--- START ---

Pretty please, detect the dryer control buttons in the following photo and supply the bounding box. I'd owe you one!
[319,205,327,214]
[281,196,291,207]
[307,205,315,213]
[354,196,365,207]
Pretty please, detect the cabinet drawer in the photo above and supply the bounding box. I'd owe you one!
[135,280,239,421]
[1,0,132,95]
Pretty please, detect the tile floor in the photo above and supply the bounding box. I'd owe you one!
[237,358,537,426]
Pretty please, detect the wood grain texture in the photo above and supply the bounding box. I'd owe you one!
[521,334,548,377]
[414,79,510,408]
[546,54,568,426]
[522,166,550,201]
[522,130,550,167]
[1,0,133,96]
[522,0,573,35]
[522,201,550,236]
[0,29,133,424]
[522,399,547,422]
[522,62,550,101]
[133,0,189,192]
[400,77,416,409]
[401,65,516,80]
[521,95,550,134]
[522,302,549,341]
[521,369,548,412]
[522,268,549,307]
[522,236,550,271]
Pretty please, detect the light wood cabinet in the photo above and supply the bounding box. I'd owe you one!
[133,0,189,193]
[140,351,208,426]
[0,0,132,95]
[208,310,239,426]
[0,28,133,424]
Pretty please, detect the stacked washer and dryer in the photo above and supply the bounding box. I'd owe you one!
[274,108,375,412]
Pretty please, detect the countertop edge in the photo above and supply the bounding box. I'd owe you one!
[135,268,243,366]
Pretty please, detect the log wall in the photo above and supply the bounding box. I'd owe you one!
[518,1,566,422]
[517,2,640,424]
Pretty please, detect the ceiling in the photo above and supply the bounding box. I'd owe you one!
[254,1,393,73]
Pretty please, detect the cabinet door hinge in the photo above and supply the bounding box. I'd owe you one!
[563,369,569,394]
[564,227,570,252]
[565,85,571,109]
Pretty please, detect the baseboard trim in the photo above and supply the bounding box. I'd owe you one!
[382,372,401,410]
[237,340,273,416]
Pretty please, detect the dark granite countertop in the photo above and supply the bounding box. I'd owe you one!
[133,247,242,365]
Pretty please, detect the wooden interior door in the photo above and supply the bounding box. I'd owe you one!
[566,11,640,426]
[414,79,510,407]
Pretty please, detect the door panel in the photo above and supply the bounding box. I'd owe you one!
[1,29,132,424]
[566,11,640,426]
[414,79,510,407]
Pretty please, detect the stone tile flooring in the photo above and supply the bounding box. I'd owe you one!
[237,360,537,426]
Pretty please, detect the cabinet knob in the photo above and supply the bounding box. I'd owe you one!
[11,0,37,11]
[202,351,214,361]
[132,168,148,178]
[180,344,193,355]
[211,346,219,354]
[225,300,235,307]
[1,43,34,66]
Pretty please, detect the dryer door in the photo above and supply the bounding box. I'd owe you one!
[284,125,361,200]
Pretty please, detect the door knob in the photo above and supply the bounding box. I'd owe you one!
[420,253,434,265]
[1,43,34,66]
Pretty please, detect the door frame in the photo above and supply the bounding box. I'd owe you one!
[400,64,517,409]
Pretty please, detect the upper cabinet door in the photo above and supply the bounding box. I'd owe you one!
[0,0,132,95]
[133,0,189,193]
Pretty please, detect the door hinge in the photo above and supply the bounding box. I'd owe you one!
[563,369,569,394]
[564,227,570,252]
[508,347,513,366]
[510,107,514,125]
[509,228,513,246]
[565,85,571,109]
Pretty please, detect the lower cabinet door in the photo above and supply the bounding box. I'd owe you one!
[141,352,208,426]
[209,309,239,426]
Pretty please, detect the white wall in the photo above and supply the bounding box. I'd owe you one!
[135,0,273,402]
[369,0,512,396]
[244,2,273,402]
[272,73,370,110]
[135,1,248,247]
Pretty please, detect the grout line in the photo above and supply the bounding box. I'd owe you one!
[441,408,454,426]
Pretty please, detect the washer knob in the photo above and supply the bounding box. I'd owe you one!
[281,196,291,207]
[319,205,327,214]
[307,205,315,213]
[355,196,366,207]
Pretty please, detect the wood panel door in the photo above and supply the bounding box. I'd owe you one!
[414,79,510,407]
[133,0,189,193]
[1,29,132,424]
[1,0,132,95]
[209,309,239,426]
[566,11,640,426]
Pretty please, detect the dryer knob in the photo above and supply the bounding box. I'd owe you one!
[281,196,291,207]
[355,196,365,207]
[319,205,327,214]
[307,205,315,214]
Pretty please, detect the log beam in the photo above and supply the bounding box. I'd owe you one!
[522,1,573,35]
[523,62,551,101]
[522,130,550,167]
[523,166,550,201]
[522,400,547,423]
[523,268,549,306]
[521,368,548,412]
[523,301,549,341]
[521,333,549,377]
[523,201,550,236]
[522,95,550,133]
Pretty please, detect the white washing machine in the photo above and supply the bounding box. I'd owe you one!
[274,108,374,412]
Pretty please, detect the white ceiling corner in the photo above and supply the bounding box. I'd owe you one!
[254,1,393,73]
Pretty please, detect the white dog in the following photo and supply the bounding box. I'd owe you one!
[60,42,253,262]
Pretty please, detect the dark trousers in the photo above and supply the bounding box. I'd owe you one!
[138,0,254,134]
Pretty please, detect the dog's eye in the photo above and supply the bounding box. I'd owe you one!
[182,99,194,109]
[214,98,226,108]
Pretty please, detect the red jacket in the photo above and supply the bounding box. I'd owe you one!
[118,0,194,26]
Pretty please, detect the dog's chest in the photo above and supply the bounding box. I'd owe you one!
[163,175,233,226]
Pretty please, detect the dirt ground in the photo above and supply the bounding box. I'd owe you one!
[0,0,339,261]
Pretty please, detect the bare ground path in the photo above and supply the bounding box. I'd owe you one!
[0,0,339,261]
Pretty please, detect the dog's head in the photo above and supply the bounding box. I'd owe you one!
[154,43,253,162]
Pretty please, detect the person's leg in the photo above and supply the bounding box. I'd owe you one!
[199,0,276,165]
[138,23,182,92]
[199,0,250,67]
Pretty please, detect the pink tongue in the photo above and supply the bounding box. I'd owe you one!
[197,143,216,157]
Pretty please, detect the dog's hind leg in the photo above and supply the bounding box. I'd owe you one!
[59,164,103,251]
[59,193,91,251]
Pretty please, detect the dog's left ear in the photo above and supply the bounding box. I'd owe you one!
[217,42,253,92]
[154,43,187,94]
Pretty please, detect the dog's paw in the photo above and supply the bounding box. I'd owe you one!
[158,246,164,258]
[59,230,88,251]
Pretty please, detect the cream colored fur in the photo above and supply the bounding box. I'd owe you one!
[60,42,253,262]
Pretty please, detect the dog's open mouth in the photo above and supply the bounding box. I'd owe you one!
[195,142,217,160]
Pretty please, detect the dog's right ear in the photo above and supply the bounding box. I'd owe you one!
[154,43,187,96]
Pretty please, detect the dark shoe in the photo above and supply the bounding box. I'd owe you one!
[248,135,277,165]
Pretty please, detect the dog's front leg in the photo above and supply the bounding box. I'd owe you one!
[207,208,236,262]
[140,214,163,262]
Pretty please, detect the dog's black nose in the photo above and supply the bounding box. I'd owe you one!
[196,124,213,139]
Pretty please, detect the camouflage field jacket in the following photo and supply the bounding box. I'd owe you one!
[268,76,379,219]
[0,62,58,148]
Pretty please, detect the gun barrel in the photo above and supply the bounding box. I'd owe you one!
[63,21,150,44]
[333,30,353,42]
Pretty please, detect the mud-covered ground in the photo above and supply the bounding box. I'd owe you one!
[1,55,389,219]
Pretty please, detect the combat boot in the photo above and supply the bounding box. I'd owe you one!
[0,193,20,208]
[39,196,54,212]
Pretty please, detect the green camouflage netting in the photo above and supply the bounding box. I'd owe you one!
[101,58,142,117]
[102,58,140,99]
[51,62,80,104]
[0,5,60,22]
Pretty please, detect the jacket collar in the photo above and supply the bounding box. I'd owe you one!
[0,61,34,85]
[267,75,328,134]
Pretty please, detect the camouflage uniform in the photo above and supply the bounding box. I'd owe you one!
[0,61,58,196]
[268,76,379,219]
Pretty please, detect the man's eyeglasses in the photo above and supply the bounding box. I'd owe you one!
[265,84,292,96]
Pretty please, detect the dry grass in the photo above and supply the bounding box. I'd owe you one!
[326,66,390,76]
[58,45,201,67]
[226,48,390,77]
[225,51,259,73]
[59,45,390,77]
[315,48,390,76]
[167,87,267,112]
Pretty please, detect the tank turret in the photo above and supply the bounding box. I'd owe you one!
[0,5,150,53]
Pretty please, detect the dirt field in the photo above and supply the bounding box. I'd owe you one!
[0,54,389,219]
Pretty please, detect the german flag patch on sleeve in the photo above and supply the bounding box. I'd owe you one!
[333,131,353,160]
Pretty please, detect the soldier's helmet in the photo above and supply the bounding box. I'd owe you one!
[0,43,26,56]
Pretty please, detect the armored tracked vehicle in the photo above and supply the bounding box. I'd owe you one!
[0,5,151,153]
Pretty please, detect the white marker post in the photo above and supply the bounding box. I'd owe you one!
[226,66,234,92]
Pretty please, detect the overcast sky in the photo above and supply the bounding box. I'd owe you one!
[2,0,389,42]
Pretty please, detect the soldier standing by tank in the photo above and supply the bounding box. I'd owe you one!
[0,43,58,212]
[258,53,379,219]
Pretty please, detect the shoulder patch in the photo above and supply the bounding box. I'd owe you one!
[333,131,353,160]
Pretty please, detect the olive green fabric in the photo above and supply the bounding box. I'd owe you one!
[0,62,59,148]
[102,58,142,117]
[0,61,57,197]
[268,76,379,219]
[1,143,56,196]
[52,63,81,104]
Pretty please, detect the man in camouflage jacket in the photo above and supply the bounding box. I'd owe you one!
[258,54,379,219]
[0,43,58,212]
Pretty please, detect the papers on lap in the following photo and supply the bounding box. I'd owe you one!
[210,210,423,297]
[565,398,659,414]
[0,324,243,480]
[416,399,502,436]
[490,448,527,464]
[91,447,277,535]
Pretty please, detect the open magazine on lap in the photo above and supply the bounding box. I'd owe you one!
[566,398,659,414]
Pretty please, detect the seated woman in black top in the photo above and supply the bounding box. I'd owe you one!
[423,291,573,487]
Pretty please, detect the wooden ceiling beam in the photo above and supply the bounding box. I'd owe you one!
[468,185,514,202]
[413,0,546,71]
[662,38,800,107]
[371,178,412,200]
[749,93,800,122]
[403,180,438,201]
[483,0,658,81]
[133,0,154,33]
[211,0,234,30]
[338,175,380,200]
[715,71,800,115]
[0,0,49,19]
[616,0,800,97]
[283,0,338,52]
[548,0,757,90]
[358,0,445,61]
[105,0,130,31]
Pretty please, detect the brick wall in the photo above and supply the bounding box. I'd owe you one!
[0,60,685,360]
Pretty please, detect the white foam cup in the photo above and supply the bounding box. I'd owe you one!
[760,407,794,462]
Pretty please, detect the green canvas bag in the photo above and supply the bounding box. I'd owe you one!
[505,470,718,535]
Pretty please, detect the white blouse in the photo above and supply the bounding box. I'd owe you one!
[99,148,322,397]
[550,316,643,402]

--- END ---

What you copy out must be exactly the lines from the line containing "Pretty please, detect the white blouse" through the end of the records.

**SOLUTION BELOW**
Pretty please, detect the white blouse in the photo above and supply the bounding box. I'd owe you one!
[99,148,322,397]
[550,316,643,402]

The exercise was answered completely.